Copy every one of the records below line for line, without changing a single character.

•••

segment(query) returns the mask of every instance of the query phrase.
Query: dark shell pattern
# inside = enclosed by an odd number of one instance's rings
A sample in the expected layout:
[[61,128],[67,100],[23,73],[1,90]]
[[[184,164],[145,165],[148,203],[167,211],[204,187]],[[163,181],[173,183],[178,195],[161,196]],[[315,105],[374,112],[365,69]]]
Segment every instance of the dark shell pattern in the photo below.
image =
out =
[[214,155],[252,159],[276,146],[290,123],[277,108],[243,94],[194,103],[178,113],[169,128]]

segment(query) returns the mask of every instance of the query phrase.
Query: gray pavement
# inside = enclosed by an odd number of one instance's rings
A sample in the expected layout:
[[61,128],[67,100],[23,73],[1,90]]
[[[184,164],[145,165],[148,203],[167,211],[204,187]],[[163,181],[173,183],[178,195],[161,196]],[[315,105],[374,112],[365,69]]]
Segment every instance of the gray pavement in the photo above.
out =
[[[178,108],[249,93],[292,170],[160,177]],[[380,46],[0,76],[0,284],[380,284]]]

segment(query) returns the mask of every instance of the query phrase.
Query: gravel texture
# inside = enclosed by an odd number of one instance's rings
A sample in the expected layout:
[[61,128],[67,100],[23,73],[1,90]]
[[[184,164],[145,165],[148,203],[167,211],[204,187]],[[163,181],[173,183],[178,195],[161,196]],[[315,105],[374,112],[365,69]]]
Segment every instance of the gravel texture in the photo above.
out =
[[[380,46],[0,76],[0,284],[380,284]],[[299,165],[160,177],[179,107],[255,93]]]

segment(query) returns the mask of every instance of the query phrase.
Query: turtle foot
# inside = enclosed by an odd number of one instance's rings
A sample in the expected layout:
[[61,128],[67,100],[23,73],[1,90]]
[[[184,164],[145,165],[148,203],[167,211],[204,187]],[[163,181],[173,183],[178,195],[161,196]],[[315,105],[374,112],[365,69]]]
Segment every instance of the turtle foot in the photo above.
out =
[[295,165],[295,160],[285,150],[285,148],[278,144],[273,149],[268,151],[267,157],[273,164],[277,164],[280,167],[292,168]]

•••

Solution below -
segment(query) returns the mask of every instance of the query phrase.
Query: dark shell pattern
# inside = enclosed by an odd number of one instance's rings
A sample in the expected layout:
[[61,128],[67,100],[23,73],[1,90]]
[[[184,164],[145,165],[148,203],[167,211],[204,187]],[[163,181],[173,183],[178,195],[161,196]],[[315,105],[374,112],[365,69]]]
Segment every instance of the dark shell pattern in the photo below.
image =
out =
[[214,155],[252,159],[276,146],[290,123],[277,108],[243,94],[194,103],[178,113],[169,128]]

segment(query) returns the mask of every instance of the query phrase.
Query: gray pavement
# inside = enclosed by an odd number of one instance's rings
A sample in the expected layout:
[[61,128],[67,100],[23,73],[1,90]]
[[[184,164],[145,165],[148,203],[167,211],[204,187]],[[163,181],[173,183],[178,195],[161,196]],[[315,105],[374,112],[365,69]]]
Segment every instance of the gray pavement in the photo above.
out =
[[[178,108],[249,93],[292,170],[160,177]],[[380,46],[0,76],[0,284],[380,284]]]

segment(query) returns the mask of every instance of the query phrase.
Query: gravel texture
# inside = enclosed by an odd number of one instance's rings
A sample in the expected layout:
[[61,128],[67,100],[23,73],[1,90]]
[[[184,164],[145,165],[148,203],[167,211],[204,187]],[[163,181],[173,183],[178,195],[161,196]],[[315,105],[374,112],[365,69]]]
Segment every instance of the gravel texture in the photo above.
out =
[[[380,46],[0,76],[0,284],[380,284]],[[299,165],[160,177],[179,107],[255,93]]]

segment(query) returns the mask of every instance of the query phrase.
Query: turtle foot
# inside = enclosed by an odd number of one instance's rings
A sample in the expected layout:
[[61,128],[67,100],[23,73],[1,90]]
[[[184,164],[145,165],[148,203],[167,211],[204,187]],[[163,181],[173,183],[178,195],[161,196]],[[315,105],[374,112],[365,69]]]
Segment every instance of the turtle foot in the photo above.
out =
[[295,165],[295,160],[285,150],[285,148],[278,144],[273,149],[268,151],[267,157],[273,164],[277,164],[280,167],[292,168]]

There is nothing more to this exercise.